§ SOURCE RECORDS:
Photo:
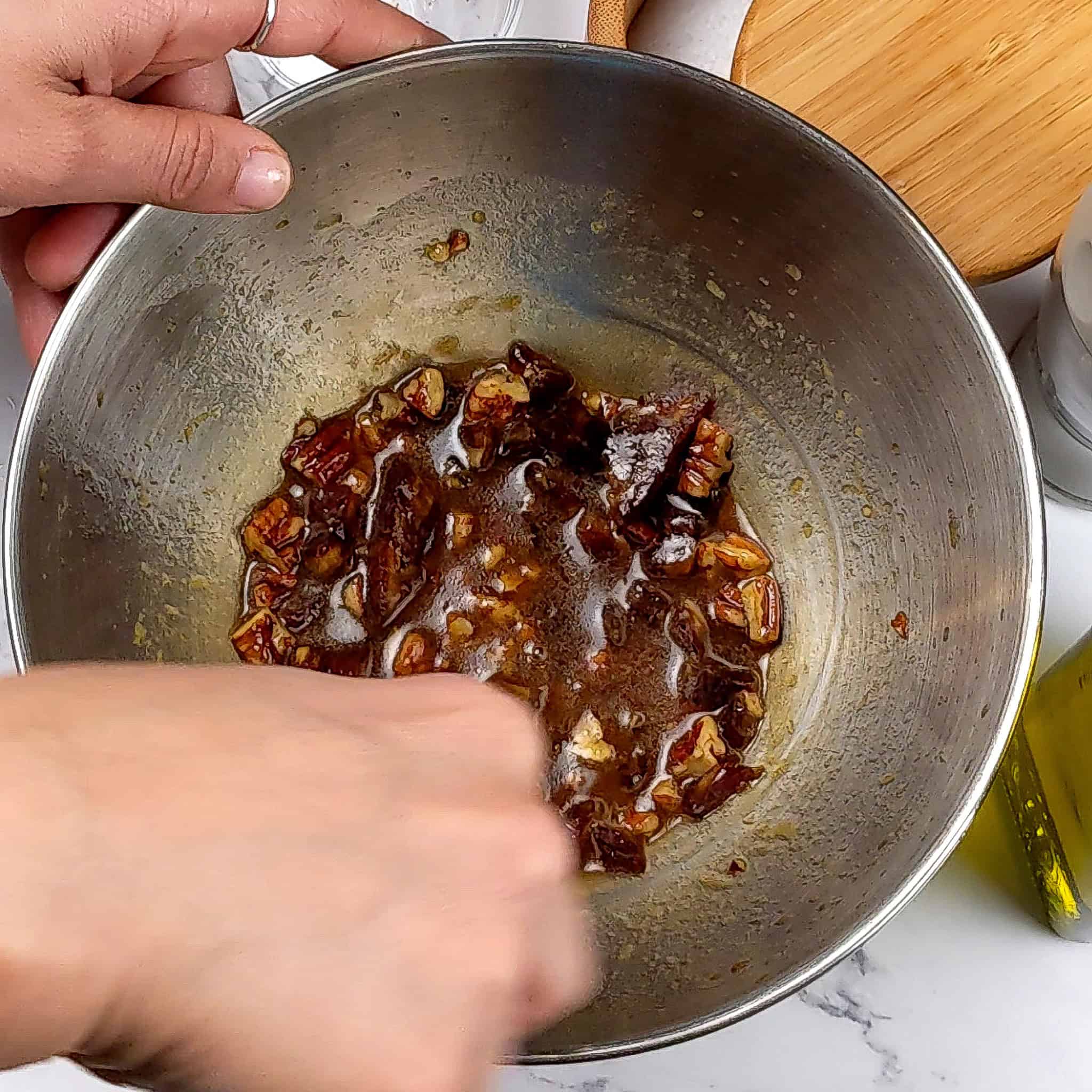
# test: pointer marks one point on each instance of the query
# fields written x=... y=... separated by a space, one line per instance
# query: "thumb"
x=134 y=153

§ YOUR INSTRUCTIONS: Copy the entries above line for line, leaving out the pictures.

§ TASK RESULT:
Photo:
# test: pointer marks one point on each instance of the query
# fields written x=... y=... separated by a space, one line per instance
# query: "thumb"
x=134 y=153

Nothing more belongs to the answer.